Turn the lines of the listing below, from the line with "Would you mind pointing at the deciduous" to the line with "column 857, row 235", into a numbered list, including both of those lines and skipping any blank ones.

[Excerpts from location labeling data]
↓
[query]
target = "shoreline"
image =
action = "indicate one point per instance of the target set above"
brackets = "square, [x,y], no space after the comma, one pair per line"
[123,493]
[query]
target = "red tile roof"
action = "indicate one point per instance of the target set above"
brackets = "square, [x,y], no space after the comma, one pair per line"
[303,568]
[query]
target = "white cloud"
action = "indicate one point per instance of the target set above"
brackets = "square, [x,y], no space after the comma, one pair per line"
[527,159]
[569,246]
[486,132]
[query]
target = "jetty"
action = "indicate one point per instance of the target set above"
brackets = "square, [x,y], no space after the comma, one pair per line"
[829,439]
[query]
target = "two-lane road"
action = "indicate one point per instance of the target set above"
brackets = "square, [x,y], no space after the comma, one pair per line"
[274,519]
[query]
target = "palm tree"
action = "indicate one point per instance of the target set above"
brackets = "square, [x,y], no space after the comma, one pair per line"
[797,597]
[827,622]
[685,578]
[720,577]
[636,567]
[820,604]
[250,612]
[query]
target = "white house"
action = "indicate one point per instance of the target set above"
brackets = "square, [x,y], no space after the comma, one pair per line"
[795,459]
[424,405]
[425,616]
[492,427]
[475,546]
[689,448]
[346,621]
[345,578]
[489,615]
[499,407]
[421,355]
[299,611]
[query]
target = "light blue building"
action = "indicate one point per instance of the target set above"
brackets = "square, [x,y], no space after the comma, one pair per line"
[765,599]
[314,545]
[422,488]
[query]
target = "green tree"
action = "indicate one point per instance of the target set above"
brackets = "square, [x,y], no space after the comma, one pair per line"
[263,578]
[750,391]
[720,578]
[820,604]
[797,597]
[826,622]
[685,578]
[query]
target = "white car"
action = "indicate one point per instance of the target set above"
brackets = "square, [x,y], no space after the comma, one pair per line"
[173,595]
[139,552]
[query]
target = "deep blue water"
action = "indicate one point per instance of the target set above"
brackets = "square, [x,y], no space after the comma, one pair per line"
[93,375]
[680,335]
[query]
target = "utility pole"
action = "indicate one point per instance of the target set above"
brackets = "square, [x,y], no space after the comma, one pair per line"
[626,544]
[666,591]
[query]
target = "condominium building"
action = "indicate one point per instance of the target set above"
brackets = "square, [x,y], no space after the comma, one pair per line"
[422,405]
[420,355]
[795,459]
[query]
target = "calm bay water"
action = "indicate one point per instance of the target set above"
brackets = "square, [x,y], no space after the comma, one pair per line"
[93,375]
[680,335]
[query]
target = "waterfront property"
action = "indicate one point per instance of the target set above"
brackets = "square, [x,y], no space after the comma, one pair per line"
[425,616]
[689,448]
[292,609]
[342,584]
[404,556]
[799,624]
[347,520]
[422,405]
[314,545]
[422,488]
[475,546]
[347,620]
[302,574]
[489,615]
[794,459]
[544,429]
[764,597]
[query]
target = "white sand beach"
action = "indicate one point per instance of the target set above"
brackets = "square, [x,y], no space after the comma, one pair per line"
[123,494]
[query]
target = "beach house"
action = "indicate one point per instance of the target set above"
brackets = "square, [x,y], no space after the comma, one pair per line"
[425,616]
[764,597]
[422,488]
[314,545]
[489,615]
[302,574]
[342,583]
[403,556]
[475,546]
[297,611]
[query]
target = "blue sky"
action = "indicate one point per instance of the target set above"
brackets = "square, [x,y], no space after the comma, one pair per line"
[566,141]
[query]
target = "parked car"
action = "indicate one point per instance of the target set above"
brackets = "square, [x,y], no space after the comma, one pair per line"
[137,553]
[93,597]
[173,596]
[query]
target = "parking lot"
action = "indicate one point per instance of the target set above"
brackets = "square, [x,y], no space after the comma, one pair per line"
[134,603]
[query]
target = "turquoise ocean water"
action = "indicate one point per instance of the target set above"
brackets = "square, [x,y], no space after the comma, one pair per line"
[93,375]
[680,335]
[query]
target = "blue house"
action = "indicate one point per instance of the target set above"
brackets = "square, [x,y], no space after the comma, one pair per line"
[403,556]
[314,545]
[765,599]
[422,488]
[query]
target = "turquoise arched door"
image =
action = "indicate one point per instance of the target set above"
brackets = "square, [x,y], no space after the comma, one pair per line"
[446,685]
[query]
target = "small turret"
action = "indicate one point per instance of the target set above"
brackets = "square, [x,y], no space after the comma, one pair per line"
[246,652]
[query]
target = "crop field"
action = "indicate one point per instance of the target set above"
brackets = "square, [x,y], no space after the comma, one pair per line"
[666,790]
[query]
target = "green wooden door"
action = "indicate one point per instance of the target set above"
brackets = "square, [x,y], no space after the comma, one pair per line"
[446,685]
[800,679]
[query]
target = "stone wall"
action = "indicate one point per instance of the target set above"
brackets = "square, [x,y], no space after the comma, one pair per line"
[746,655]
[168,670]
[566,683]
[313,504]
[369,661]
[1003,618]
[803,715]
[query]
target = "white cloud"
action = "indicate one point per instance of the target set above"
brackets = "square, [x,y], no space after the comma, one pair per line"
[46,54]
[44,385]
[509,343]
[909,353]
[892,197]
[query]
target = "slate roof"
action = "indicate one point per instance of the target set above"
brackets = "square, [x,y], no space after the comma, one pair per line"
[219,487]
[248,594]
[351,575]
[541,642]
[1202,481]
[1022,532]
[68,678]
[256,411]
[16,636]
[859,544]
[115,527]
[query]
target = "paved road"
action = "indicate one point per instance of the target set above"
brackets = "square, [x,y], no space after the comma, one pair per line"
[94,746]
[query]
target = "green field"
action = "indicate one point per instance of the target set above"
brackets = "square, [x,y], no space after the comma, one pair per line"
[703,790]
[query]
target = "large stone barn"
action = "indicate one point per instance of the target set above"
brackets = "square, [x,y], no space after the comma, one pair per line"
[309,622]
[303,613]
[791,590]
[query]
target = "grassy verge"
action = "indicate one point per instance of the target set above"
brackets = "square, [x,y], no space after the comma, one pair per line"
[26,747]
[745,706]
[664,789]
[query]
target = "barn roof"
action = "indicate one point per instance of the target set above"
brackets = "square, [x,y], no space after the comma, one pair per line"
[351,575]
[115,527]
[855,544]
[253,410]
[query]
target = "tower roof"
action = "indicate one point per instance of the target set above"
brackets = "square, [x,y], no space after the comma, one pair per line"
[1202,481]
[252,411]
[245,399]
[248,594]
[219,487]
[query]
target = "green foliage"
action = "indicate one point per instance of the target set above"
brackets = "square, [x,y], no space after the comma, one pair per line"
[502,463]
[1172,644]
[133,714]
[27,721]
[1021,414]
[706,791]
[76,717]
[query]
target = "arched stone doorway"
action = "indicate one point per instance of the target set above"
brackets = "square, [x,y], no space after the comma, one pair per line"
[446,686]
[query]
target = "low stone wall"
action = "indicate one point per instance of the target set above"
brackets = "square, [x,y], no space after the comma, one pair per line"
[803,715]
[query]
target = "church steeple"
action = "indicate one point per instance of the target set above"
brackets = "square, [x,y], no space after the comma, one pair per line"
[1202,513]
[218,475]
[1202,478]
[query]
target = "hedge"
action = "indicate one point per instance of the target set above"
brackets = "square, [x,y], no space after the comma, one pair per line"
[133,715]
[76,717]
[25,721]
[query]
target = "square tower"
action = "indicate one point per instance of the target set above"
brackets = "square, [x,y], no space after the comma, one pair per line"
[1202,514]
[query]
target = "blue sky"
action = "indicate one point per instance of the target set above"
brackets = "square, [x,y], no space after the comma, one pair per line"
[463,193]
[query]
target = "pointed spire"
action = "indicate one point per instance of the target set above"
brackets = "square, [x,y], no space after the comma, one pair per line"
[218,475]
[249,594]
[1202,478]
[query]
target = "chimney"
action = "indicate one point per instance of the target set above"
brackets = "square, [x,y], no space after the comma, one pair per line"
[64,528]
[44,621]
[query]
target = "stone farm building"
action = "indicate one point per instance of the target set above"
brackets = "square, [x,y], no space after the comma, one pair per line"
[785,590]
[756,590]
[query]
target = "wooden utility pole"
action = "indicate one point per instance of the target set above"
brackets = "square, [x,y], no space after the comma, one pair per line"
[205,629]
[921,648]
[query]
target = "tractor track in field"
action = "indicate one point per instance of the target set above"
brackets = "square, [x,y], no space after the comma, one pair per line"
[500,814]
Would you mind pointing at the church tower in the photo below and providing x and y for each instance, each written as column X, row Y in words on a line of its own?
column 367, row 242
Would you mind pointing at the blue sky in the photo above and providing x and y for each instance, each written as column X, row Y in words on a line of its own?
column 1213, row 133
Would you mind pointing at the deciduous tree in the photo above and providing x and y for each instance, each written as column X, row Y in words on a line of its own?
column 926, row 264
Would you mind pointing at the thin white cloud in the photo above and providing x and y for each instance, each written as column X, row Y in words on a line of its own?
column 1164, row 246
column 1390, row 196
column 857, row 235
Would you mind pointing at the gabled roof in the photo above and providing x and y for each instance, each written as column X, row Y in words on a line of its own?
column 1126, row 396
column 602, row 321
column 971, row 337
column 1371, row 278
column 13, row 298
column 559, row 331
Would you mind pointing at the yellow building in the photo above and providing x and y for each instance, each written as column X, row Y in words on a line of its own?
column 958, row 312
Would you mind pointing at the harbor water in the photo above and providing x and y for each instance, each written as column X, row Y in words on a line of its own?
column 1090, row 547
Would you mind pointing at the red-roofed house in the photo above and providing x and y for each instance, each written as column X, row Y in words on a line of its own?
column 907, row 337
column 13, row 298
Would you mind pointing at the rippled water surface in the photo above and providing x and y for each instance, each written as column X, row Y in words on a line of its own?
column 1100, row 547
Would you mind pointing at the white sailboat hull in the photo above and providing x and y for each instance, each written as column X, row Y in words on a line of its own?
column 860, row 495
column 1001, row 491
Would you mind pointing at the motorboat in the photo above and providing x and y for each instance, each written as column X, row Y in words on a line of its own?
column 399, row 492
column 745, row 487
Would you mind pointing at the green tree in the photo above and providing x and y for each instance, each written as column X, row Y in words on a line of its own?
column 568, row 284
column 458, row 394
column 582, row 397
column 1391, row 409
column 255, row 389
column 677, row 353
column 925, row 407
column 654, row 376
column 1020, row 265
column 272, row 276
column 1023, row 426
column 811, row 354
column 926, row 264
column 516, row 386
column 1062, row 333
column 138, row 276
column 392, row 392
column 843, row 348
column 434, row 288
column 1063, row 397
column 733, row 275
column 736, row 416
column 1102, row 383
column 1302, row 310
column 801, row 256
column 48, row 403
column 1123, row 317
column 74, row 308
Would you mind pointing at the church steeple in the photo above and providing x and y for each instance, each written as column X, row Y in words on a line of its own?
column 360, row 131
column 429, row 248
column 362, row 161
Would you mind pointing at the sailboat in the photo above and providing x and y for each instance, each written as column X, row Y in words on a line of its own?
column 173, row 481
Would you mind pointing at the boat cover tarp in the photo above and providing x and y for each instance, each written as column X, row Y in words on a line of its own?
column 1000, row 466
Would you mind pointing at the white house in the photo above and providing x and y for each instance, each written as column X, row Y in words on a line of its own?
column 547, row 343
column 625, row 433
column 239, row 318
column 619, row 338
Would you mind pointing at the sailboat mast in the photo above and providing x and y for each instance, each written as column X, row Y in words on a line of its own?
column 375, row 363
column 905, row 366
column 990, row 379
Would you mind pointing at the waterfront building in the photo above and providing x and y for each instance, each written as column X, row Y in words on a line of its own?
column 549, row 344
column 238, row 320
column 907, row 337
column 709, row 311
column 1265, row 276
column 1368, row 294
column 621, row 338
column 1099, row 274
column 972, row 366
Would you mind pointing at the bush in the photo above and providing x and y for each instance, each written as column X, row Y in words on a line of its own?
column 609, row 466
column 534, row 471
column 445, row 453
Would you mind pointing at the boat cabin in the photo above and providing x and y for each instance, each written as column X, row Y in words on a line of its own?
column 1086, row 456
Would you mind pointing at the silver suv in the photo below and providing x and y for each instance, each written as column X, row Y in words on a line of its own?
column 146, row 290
↑
Output for this task -
1. Would you mind pointing at the deciduous tree in the photo above and providing x and y for each instance, each written as column X, row Y in words on a line of its own?
2. column 926, row 264
3. Would you mind pointing at the thin white cloud in the photo above and providing x and y for each instance, each written as column X, row Y in words on a line of its own?
4. column 1164, row 246
5. column 1390, row 196
6. column 857, row 235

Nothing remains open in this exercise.